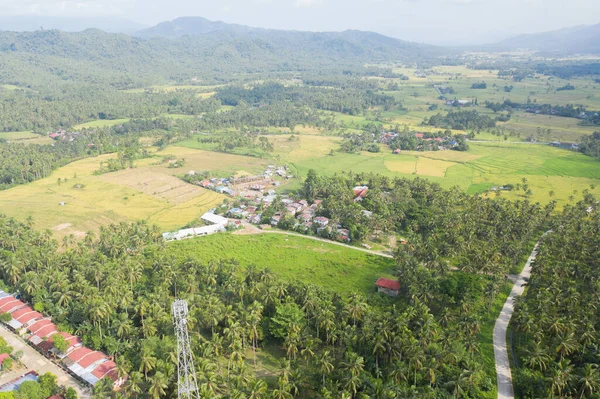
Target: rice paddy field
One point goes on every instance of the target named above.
(292, 258)
(485, 165)
(147, 192)
(418, 93)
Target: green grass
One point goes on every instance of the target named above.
(100, 123)
(485, 165)
(148, 192)
(19, 135)
(292, 258)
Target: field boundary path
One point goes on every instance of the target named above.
(251, 229)
(503, 373)
(35, 361)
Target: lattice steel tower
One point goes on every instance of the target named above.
(187, 386)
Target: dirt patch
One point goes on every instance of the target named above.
(156, 184)
(247, 230)
(61, 227)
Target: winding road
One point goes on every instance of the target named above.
(503, 374)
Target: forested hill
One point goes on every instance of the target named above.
(191, 26)
(93, 56)
(575, 40)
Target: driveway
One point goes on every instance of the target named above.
(33, 360)
(503, 374)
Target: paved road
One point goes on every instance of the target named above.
(255, 230)
(33, 360)
(503, 374)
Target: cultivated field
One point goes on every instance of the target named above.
(484, 166)
(292, 258)
(145, 193)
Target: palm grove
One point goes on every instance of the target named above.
(115, 291)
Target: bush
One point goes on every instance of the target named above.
(8, 363)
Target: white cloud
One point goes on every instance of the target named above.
(307, 3)
(66, 7)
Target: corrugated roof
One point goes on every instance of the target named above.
(387, 283)
(39, 325)
(103, 369)
(91, 358)
(78, 353)
(46, 331)
(11, 306)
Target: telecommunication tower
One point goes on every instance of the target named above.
(187, 386)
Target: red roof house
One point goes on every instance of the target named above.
(104, 369)
(388, 286)
(6, 299)
(79, 353)
(46, 331)
(3, 357)
(39, 325)
(90, 359)
(11, 306)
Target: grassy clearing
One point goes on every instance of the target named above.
(293, 258)
(14, 136)
(108, 198)
(484, 166)
(100, 123)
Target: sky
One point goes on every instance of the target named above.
(443, 22)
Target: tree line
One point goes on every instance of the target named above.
(114, 290)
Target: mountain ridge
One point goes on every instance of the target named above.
(580, 39)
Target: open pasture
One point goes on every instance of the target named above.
(92, 201)
(292, 258)
(484, 166)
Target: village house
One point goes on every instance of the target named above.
(321, 221)
(291, 210)
(343, 235)
(305, 217)
(255, 219)
(387, 286)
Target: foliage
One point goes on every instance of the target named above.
(348, 101)
(461, 120)
(590, 145)
(558, 335)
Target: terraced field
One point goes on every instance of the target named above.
(484, 166)
(148, 192)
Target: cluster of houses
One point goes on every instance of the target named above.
(64, 135)
(16, 383)
(84, 363)
(443, 143)
(305, 215)
(565, 146)
(226, 185)
(215, 224)
(460, 103)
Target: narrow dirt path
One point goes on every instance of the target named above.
(503, 374)
(35, 361)
(251, 229)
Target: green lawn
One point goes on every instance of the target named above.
(293, 258)
(485, 165)
(19, 135)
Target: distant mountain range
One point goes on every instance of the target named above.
(69, 24)
(584, 39)
(193, 26)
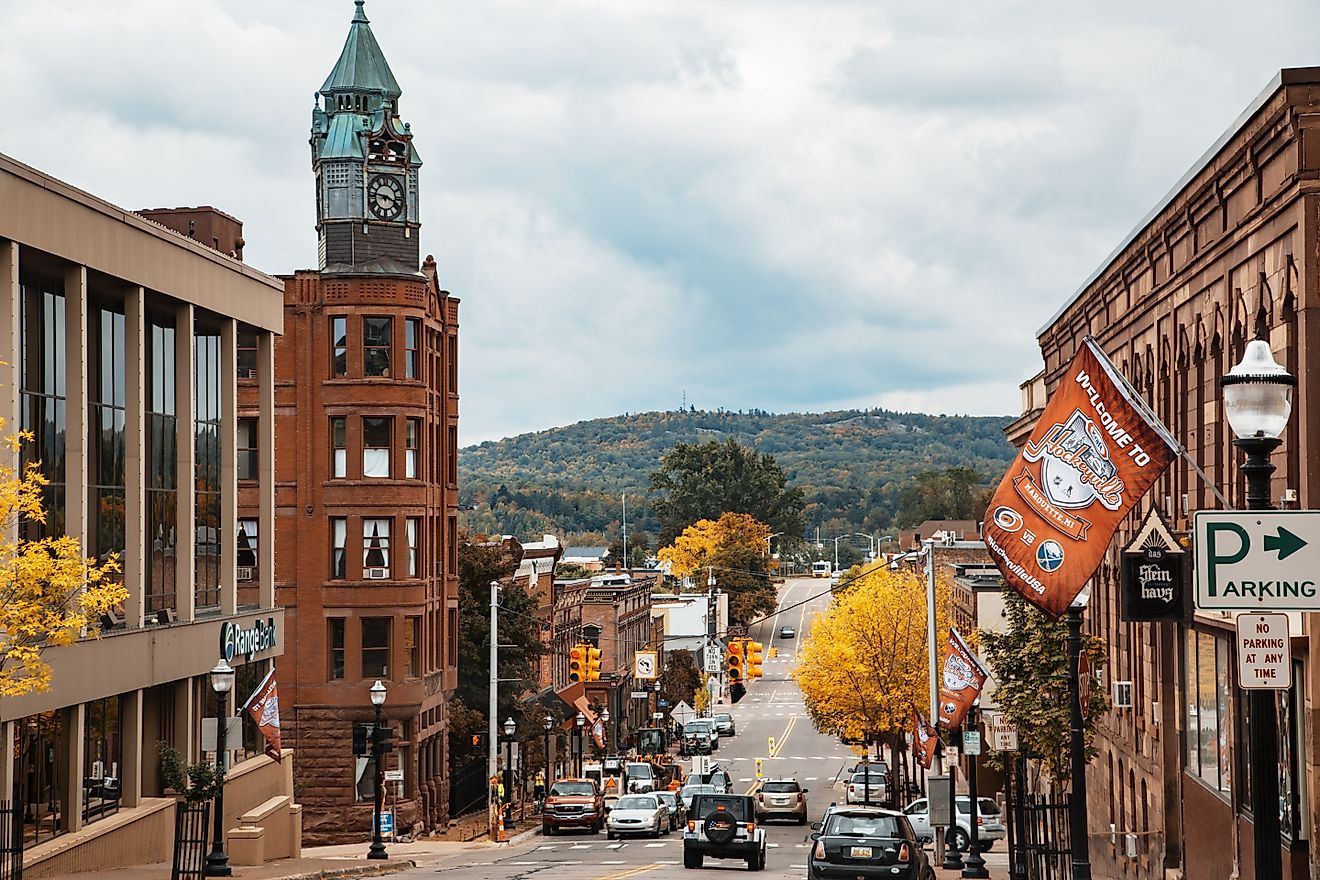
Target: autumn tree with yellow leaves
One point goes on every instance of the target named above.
(735, 550)
(863, 665)
(49, 594)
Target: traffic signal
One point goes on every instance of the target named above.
(577, 662)
(734, 661)
(754, 659)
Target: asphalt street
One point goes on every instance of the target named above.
(771, 709)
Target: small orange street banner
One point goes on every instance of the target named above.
(961, 682)
(263, 706)
(923, 740)
(1093, 454)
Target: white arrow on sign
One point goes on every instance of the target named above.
(1257, 560)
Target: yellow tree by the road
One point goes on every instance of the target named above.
(49, 594)
(735, 548)
(863, 665)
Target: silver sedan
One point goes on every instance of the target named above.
(638, 814)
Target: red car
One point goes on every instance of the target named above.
(573, 804)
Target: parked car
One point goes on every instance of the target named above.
(638, 814)
(866, 784)
(724, 826)
(866, 842)
(989, 818)
(700, 736)
(725, 724)
(693, 789)
(573, 804)
(782, 798)
(677, 816)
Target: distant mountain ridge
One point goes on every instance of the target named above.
(850, 465)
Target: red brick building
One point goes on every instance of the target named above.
(364, 509)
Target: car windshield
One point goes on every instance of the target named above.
(863, 825)
(708, 804)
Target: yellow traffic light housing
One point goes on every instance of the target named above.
(577, 662)
(754, 659)
(734, 661)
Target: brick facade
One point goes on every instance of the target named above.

════════════════════

→ INSTRUCTIONS FOR THE TASK
Give back every line exactly as it stands, pictures excluded.

→ ANSWER TO THE PROBLEM
Target: rice paddy field
One point goes on every instance of the target named above.
(292, 258)
(485, 165)
(147, 192)
(418, 93)
Target: green grass
One point goes on every instance of the target named above.
(100, 123)
(485, 165)
(148, 192)
(19, 135)
(292, 258)
Target: field boundary path
One point goes on every instance of the target named above.
(251, 229)
(503, 373)
(35, 361)
Target: lattice steel tower
One point goes on every instance of the target named above.
(187, 386)
Target: dirt patch
One point goes on every instance of the target named above.
(156, 184)
(247, 230)
(61, 227)
Target: winding road
One point goes on every instance of the target named above.
(503, 374)
Target: forested hill
One point goes on every instance of the target named above.
(191, 26)
(93, 56)
(575, 40)
Target: driveway
One point goes on every instance of the target named above.
(33, 360)
(503, 374)
Target: paved road
One point goes on every instance of the target named above.
(255, 230)
(33, 360)
(503, 374)
Target: cultivated field
One point goes on every instance of the target named above.
(484, 166)
(292, 258)
(145, 193)
Target: palm grove
One point goes on every instance of the target named above.
(115, 291)
Target: bush
One point goes on every instance of the target named above.
(8, 363)
Target: white cloud
One point goes on every instance of the target named above.
(307, 3)
(66, 7)
Target: corrugated roof
One point goes on every instance of the target named above.
(387, 283)
(39, 325)
(103, 369)
(91, 358)
(78, 353)
(46, 331)
(11, 306)
Target: telecommunication tower
One point goes on every instance of the target named above.
(187, 386)
Target: red roof house
One point goes on every instance of the target named above.
(104, 369)
(388, 286)
(6, 299)
(79, 353)
(46, 331)
(3, 357)
(39, 325)
(90, 359)
(11, 306)
Target: grassy clearing
One point goes on every instance of the target named above.
(293, 258)
(14, 136)
(108, 198)
(484, 166)
(100, 123)
Target: sky
One point goes on every instance of the target named above.
(443, 22)
Target: tree line
One point goes on every instance of the target named above.
(114, 290)
Target: mountain ridge
One point goes on every instance of the target named above.
(580, 39)
Target: open pasture
One point goes on every instance of the target named above.
(92, 201)
(292, 258)
(484, 166)
Target: village house
One point goes on every instance of the target named above.
(321, 221)
(291, 210)
(343, 235)
(305, 217)
(255, 219)
(387, 286)
Target: foliage
One point goes on every instance of the target named above.
(348, 101)
(461, 120)
(590, 145)
(558, 335)
Target: terraced field
One point goes on every instance of the target named above.
(484, 166)
(148, 192)
Target: cluster of houses
One point goes on every instance of the target named above.
(64, 135)
(16, 383)
(84, 363)
(443, 143)
(305, 215)
(565, 146)
(226, 185)
(215, 224)
(460, 103)
Target: narrow dirt path
One point goes on every instance of the target named above.
(503, 374)
(35, 361)
(251, 229)
Target: green lawn
One point goes on every instance of the target named above.
(293, 258)
(485, 165)
(19, 135)
Target: distant mountain range
One point goes on every instance of the target named above.
(69, 24)
(584, 39)
(193, 26)
Target: autumn tree with yellow leaves
One point goes on every instance of the target named above.
(735, 550)
(863, 665)
(49, 594)
Target: traffic signal
One point goes on every instance of the target named above.
(577, 662)
(734, 661)
(754, 659)
Target: asphalt street
One point goes on every instance of the target named above.
(771, 709)
Target: small orange street banner
One point goes on every instance of the target named above.
(961, 682)
(263, 706)
(923, 740)
(1093, 454)
Target: white arrow on sign
One point goes on every instance of the target named above.
(1257, 560)
Target: yellow tree by the road
One point goes on every instance of the target named above.
(49, 594)
(735, 548)
(863, 665)
Target: silver sedan
One point goes on every instance of the target named above.
(638, 814)
Target: red car
One point goes on every instance of the target named above.
(573, 804)
Target: parked car
One point goes on every instance of the target named above.
(638, 814)
(866, 784)
(724, 826)
(866, 842)
(989, 818)
(700, 736)
(725, 724)
(693, 789)
(573, 804)
(782, 798)
(677, 816)
Target: distant mountain ridge
One point goes on every instance of the target named above.
(850, 465)
Target: red brick building
One point goes on every instance of the target named above.
(364, 509)
Target: car windshield
One point goes on every instance of the target named above.
(863, 825)
(708, 804)
Target: yellow traffic light housing
One point goes on every instance of the target named above.
(577, 662)
(754, 659)
(734, 661)
Target: brick facade
One point goes on every instance of the target named above.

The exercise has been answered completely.